- [Written problem]: Count the lines in the items below that contain the word "painted" and give only that number.

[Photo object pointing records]
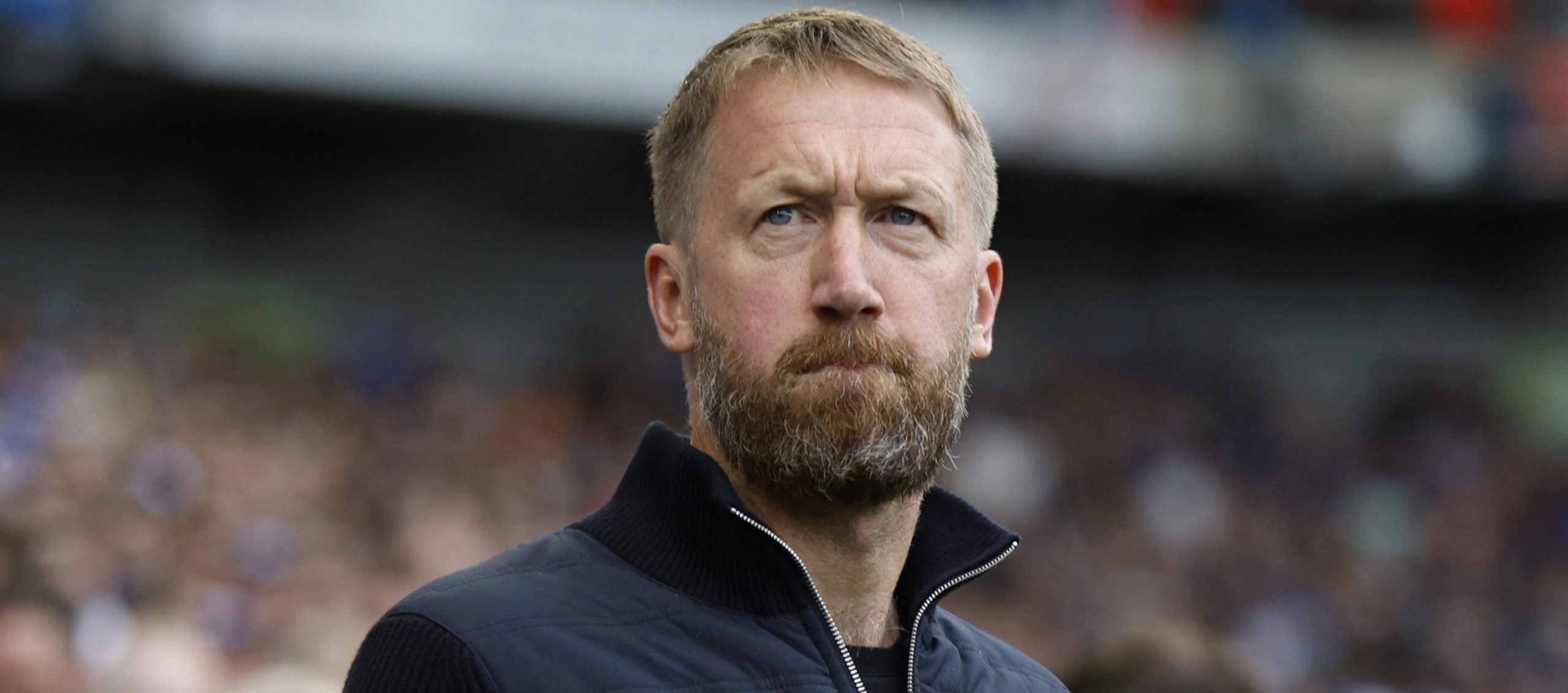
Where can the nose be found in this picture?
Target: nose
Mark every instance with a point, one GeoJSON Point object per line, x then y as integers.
{"type": "Point", "coordinates": [843, 280]}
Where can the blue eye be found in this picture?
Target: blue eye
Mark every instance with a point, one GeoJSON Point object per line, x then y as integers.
{"type": "Point", "coordinates": [782, 215]}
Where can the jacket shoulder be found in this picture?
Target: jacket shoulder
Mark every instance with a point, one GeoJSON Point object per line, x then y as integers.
{"type": "Point", "coordinates": [960, 651]}
{"type": "Point", "coordinates": [545, 580]}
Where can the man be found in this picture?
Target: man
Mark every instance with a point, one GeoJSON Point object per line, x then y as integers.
{"type": "Point", "coordinates": [824, 197]}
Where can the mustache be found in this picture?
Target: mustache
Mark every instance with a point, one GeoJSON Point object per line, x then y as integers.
{"type": "Point", "coordinates": [847, 345]}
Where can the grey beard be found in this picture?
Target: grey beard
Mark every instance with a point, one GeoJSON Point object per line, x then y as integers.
{"type": "Point", "coordinates": [852, 448]}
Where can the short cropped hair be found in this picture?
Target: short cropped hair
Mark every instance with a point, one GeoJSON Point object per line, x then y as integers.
{"type": "Point", "coordinates": [805, 43]}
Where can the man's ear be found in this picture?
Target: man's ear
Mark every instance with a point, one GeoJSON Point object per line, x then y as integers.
{"type": "Point", "coordinates": [989, 275]}
{"type": "Point", "coordinates": [665, 270]}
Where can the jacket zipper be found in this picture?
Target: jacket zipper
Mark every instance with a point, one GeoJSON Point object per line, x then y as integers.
{"type": "Point", "coordinates": [914, 627]}
{"type": "Point", "coordinates": [833, 627]}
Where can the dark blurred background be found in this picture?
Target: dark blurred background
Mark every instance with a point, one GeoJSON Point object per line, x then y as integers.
{"type": "Point", "coordinates": [306, 303]}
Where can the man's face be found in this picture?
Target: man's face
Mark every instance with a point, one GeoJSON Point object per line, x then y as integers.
{"type": "Point", "coordinates": [835, 287]}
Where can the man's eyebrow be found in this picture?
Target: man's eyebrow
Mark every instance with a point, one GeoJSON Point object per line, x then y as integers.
{"type": "Point", "coordinates": [788, 181]}
{"type": "Point", "coordinates": [804, 184]}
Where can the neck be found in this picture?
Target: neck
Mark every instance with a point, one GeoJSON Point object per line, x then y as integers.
{"type": "Point", "coordinates": [853, 555]}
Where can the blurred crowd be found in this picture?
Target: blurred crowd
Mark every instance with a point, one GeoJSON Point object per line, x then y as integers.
{"type": "Point", "coordinates": [223, 495]}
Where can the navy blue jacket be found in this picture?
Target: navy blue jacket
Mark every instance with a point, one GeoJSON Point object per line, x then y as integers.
{"type": "Point", "coordinates": [673, 585]}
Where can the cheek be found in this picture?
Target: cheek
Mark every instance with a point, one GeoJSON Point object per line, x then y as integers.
{"type": "Point", "coordinates": [760, 316]}
{"type": "Point", "coordinates": [932, 314]}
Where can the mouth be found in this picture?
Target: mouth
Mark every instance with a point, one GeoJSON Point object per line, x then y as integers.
{"type": "Point", "coordinates": [855, 366]}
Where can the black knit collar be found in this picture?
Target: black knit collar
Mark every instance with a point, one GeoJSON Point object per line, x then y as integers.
{"type": "Point", "coordinates": [671, 519]}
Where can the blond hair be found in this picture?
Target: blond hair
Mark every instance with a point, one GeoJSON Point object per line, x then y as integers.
{"type": "Point", "coordinates": [805, 43]}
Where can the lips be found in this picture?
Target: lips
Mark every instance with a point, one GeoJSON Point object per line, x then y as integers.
{"type": "Point", "coordinates": [846, 366]}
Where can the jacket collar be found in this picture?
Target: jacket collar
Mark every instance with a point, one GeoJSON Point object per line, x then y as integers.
{"type": "Point", "coordinates": [671, 519]}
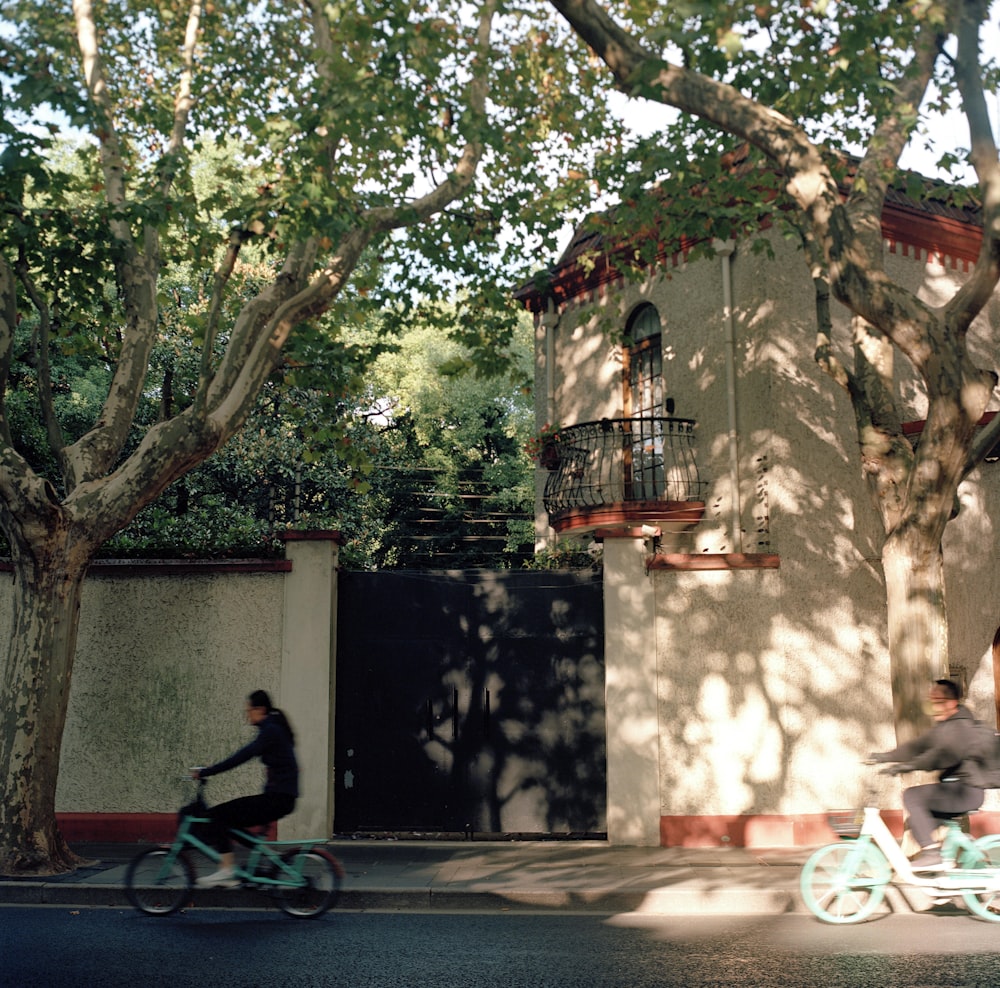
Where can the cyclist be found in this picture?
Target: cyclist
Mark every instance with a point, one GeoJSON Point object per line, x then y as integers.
{"type": "Point", "coordinates": [275, 746]}
{"type": "Point", "coordinates": [945, 748]}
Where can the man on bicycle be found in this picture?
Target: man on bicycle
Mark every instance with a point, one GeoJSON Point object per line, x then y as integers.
{"type": "Point", "coordinates": [946, 748]}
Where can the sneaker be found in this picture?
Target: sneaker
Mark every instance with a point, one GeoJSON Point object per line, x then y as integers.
{"type": "Point", "coordinates": [929, 859]}
{"type": "Point", "coordinates": [224, 878]}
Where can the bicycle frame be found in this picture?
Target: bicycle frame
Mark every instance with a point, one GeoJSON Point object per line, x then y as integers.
{"type": "Point", "coordinates": [947, 883]}
{"type": "Point", "coordinates": [286, 873]}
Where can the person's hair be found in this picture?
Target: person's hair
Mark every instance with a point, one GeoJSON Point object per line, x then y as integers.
{"type": "Point", "coordinates": [261, 698]}
{"type": "Point", "coordinates": [949, 688]}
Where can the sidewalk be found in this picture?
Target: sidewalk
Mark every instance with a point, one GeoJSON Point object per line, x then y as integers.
{"type": "Point", "coordinates": [489, 875]}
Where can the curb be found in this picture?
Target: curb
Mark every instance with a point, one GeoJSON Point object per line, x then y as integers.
{"type": "Point", "coordinates": [655, 902]}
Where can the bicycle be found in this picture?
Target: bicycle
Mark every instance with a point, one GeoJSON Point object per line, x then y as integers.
{"type": "Point", "coordinates": [302, 877]}
{"type": "Point", "coordinates": [846, 881]}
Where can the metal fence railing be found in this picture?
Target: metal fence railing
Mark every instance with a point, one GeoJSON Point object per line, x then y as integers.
{"type": "Point", "coordinates": [615, 461]}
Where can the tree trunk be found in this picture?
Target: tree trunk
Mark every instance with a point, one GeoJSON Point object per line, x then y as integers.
{"type": "Point", "coordinates": [918, 627]}
{"type": "Point", "coordinates": [36, 680]}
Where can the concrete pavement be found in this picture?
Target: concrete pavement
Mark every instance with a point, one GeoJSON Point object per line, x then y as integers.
{"type": "Point", "coordinates": [488, 875]}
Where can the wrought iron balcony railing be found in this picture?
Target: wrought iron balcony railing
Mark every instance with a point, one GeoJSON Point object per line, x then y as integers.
{"type": "Point", "coordinates": [620, 462]}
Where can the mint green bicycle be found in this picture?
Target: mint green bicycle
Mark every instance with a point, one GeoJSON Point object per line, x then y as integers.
{"type": "Point", "coordinates": [846, 882]}
{"type": "Point", "coordinates": [301, 876]}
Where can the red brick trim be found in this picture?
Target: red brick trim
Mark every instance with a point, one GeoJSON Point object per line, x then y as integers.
{"type": "Point", "coordinates": [780, 830]}
{"type": "Point", "coordinates": [176, 567]}
{"type": "Point", "coordinates": [673, 516]}
{"type": "Point", "coordinates": [125, 828]}
{"type": "Point", "coordinates": [314, 535]}
{"type": "Point", "coordinates": [714, 560]}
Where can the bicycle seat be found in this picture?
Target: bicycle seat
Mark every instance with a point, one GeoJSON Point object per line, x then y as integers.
{"type": "Point", "coordinates": [941, 815]}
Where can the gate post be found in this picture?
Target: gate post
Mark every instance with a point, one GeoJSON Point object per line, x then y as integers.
{"type": "Point", "coordinates": [630, 693]}
{"type": "Point", "coordinates": [308, 676]}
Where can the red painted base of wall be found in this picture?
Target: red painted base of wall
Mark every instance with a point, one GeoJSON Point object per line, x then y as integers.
{"type": "Point", "coordinates": [776, 830]}
{"type": "Point", "coordinates": [124, 828]}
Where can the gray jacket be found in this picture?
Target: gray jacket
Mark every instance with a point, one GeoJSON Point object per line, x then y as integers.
{"type": "Point", "coordinates": [944, 748]}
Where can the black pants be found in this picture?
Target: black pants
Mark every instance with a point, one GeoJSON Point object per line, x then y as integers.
{"type": "Point", "coordinates": [927, 805]}
{"type": "Point", "coordinates": [247, 811]}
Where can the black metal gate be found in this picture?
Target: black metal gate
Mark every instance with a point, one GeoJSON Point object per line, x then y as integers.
{"type": "Point", "coordinates": [470, 702]}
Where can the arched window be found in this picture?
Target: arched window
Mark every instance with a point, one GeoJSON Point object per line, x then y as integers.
{"type": "Point", "coordinates": [645, 404]}
{"type": "Point", "coordinates": [644, 392]}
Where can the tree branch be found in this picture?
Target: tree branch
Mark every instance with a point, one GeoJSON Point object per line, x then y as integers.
{"type": "Point", "coordinates": [52, 427]}
{"type": "Point", "coordinates": [978, 290]}
{"type": "Point", "coordinates": [8, 323]}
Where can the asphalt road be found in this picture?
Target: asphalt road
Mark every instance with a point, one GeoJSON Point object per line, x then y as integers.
{"type": "Point", "coordinates": [53, 947]}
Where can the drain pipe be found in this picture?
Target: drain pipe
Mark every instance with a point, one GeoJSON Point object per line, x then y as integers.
{"type": "Point", "coordinates": [725, 250]}
{"type": "Point", "coordinates": [551, 319]}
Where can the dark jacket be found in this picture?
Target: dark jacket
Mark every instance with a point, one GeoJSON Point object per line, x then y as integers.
{"type": "Point", "coordinates": [944, 748]}
{"type": "Point", "coordinates": [273, 745]}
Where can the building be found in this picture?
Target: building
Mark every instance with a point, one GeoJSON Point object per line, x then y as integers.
{"type": "Point", "coordinates": [684, 422]}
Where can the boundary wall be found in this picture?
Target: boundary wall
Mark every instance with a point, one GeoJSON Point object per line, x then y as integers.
{"type": "Point", "coordinates": [167, 653]}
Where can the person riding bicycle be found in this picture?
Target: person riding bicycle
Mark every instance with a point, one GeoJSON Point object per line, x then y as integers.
{"type": "Point", "coordinates": [945, 748]}
{"type": "Point", "coordinates": [275, 746]}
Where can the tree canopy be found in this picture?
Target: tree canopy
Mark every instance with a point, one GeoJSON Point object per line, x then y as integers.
{"type": "Point", "coordinates": [374, 157]}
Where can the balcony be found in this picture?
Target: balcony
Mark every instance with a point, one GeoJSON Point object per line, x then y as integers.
{"type": "Point", "coordinates": [619, 472]}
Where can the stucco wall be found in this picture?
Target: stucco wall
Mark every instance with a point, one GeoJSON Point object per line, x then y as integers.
{"type": "Point", "coordinates": [166, 658]}
{"type": "Point", "coordinates": [773, 684]}
{"type": "Point", "coordinates": [163, 669]}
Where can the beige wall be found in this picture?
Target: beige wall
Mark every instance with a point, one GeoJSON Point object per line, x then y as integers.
{"type": "Point", "coordinates": [771, 685]}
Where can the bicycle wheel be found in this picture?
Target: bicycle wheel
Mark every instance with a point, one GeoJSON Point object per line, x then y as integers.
{"type": "Point", "coordinates": [322, 873]}
{"type": "Point", "coordinates": [157, 887]}
{"type": "Point", "coordinates": [985, 905]}
{"type": "Point", "coordinates": [844, 882]}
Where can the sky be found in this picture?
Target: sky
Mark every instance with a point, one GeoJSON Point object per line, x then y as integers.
{"type": "Point", "coordinates": [948, 131]}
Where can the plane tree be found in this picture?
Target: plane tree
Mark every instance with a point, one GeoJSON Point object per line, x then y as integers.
{"type": "Point", "coordinates": [403, 132]}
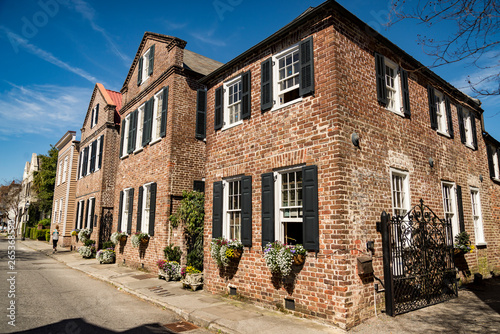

- [Written reply]: 2